WHAT IS EXPECTED:
Can you output the records below exactly as they are written?

· · · · ·

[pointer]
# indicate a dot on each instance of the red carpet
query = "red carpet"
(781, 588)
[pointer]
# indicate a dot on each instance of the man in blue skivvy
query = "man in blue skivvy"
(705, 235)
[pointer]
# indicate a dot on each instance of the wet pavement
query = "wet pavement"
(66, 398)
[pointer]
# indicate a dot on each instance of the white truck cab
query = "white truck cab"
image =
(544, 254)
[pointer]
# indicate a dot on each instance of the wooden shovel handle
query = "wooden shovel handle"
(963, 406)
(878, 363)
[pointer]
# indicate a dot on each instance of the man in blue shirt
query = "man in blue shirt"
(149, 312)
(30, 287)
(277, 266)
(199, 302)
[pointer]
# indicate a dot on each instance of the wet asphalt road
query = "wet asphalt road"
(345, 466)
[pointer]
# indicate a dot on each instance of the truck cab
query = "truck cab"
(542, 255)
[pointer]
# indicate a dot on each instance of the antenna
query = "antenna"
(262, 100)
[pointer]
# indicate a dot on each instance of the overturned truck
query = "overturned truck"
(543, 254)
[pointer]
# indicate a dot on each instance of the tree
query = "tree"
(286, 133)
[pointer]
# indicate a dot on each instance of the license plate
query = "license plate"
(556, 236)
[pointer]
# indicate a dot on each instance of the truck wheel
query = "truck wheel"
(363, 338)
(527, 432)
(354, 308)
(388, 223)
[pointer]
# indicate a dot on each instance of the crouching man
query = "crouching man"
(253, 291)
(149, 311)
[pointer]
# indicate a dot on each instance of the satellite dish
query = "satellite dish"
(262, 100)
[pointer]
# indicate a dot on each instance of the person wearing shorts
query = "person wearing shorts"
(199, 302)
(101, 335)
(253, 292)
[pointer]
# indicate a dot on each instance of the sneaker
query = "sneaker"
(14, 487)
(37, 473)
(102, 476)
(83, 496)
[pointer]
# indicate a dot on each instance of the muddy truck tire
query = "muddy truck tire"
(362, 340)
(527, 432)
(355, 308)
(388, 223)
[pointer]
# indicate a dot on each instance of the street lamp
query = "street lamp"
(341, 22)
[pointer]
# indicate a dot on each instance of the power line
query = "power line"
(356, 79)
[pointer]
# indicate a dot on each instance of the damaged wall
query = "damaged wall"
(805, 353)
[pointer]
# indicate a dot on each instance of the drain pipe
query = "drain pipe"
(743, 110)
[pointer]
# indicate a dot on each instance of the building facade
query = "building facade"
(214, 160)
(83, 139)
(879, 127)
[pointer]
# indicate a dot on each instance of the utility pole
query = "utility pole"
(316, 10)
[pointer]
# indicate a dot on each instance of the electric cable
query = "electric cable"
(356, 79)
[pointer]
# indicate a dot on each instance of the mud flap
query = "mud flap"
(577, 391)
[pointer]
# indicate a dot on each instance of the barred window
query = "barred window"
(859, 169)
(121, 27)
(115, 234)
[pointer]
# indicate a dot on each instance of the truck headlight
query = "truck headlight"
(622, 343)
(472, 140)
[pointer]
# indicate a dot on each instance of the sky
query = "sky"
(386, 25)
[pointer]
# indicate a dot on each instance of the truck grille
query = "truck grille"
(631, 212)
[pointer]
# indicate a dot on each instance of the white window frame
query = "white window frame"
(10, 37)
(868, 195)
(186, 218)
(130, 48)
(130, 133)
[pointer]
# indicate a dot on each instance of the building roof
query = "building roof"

· · · · ·

ANSWER FOR THIS EXERCISE:
[pointer]
# indicate a dot on each instance of the red carpet
query = "red carpet"
(781, 588)
[pointer]
# indicate a dot on each instance of the man in blue skivvy
query = "man in blue skivvy"
(705, 235)
[pointer]
# indicate a dot on each instance of the wet pavement
query = "wet pavement"
(66, 398)
[pointer]
# indicate a dot on each instance of the white truck cab
query = "white truck cab"
image =
(544, 254)
[pointer]
# indicate a dot on each instance of the wooden shovel handle
query = "wooden shovel handle"
(963, 406)
(878, 363)
[pointer]
# indicate a dot on each instance of the man in blue shirt
query = "man in blue shirt"
(149, 312)
(30, 287)
(277, 266)
(199, 302)
[pointer]
# indicate a dot on each instance of the wet asphalt road
query = "wet asphalt road"
(345, 466)
[pointer]
# indicate a dot on each instance of the truck cab
query = "truck cab"
(542, 255)
[pointer]
# indicate a dot on each instance of the antenna
query = "antenna"
(262, 100)
[pointer]
# indicate a dot on each instance of the overturned truck
query = "overturned truck"
(543, 254)
[pointer]
# indicate a dot on each instance of the tree
query = "tree"
(286, 133)
[pointer]
# indicate a dot on each instance of the license plate
query = "license plate"
(556, 236)
[pointer]
# indicate a dot on each instance of the truck wheel
query = "truck wheel"
(363, 338)
(527, 432)
(354, 308)
(388, 223)
[pointer]
# indicate a dot on each instance of the crouching man
query = "crouching man"
(253, 291)
(149, 311)
[pointer]
# indicate a dot on each instance of the satellite dish
query = "satellite dish"
(262, 100)
[pointer]
# indicate a dot on each instance of the person wearing shorts
query = "person wearing shorts"
(199, 302)
(101, 335)
(253, 292)
[pointer]
# indicate a dot on each instance of the sneaker
query = "sneaker"
(14, 487)
(37, 473)
(102, 476)
(83, 496)
[pointer]
# indicate a dot on each instance of the muddy truck tire
query = "muddy truck tire"
(362, 340)
(527, 432)
(355, 308)
(388, 223)
[pointer]
# indicate a dot on each instance of the street lamp
query = "street lamp"
(341, 22)
[pointer]
# indicate a dot on each instance of the power line
query = "power line"
(356, 79)
[pointer]
# indicate a dot on each instance of the damaged wall
query = "damaged wall"
(805, 353)
[pointer]
# indicate a dot on each instance of the drain pipe
query = "drain pipe"
(743, 110)
[pointer]
# indicate a dot on each instance of the building facade
query = "building facade"
(214, 160)
(83, 139)
(879, 127)
[pointer]
# indicate a dot on each instance of the utility pole
query = "utility pole"
(316, 10)
[pointer]
# indicate a dot on each instance of the electric cable
query = "electric cable"
(356, 79)
[pointer]
# indicate a dot on each instance of the mud flap
query = "mud flap"
(577, 391)
[pointer]
# indicate a dot on each instance of the barred window
query = "barred window"
(859, 169)
(121, 27)
(115, 234)
[pointer]
# indicate a dot on each instance of the truck headlight
query = "truck headlight"
(622, 343)
(472, 140)
[pointer]
# indicate a dot on each instance of the sky
query = "sky"
(386, 25)
[pointer]
# indicate a dot on each instance of the truck grille
query = "truck grille"
(631, 212)
[pointer]
# indicate a dot on each instance of the white window frame
query = "white window frame"
(10, 37)
(868, 195)
(186, 218)
(130, 48)
(130, 133)
[pointer]
# indicate a dot on each instance of the building roof
query = "building roof"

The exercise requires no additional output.